• [TEXT SEGMENT]:
Serena J. Salloum, Ball State University

Serena J. Salloum is an Associate Professor of Educational Leadership at Ball State University. She is interested in how school context facilitates educational outcomes. In particular, she focuses on how organizational culture and structure promotes equity in high poverty schools. Current projects include investigating the instructional resources State Educational Agencies endorse for Common Core implementation and implications for classroom instruction and how early career teachers’ planning and enactment of mathematics instruction is influenced by their social network members and social context. 

Emily M. Hodge, Montclair State University

Emily M. Hodge, Ph.D., is an assistant professor in the Department of Educational Leadership at Montclair State University. She received her PhD from the Department of Education Policy Studies at the Pennsylvania State University. Her work uses qualitative methods and social network analysis to understand the changing nature of strategies for educational equity. Recent projects have explored how educational systems, schools, and teachers negotiate the tension between standardization and differentiation in the context of the Common Core State Standards, and the varied strategies state education agencies are using to support standards implementation.

• [MATERIAL FOR THIS EXERCISE]:
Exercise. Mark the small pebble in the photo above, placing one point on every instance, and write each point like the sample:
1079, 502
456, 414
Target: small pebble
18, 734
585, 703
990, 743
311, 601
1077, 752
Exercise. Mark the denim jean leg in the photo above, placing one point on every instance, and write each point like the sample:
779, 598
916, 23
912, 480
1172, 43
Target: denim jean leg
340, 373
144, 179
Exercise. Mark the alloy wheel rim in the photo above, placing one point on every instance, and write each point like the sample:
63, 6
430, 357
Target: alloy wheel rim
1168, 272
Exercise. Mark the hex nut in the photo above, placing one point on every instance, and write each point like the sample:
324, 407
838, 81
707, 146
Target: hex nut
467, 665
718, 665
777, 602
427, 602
---
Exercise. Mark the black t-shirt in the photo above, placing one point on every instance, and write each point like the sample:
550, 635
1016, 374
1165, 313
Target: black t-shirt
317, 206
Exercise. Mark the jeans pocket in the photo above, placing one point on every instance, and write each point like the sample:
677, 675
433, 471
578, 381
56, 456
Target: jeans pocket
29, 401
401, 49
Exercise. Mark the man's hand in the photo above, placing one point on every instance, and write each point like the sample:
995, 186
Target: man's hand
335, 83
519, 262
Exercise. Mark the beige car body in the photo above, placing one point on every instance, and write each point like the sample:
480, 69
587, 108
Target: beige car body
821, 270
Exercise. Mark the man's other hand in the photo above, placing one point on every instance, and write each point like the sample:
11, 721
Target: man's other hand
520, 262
* * *
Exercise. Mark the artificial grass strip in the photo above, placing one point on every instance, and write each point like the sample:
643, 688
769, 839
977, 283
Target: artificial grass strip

• [STATED GOAL 1]: Write out the faculty bios in full, word for word.
• [STATED GOAL 2]: Give again the lines of the records starting at the one that contains "Exercise. Mark the artificial" and ending at the one that contains "Target: artificial grass strip", with both of those lines included.
The text and the records are unrelated material.

• [TASK RESPONSE 1]:
Serena J. Salloum, Ball State University

Serena J. Salloum is an Associate Professor of Educational Leadership at Ball State University. She is interested in how school context facilitates educational outcomes. In particular, she focuses on how organizational culture and structure promotes equity in high poverty schools. Current projects include investigating the instructional resources State Educational Agencies endorse for Common Core implementation and implications for classroom instruction and how early career teachers’ planning and enactment of mathematics instruction is influenced by their social network members and social context. 

Emily M. Hodge, Montclair State University

Emily M. Hodge, Ph.D., is an assistant professor in the Department of Educational Leadership at Montclair State University. She received her PhD from the Department of Education Policy Studies at the Pennsylvania State University. Her work uses qualitative methods and social network analysis to understand the changing nature of strategies for educational equity. Recent projects have explored how educational systems, schools, and teachers negotiate the tension between standardization and differentiation in the context of the Common Core State Standards, and the varied strategies state education agencies are using to support standards implementation.

• [TASK RESPONSE 2]:
Exercise. Mark the artificial grass strip in the photo above, placing one point on every instance, and write each point like the sample:
643, 688
769, 839
977, 283
Target: artificial grass strip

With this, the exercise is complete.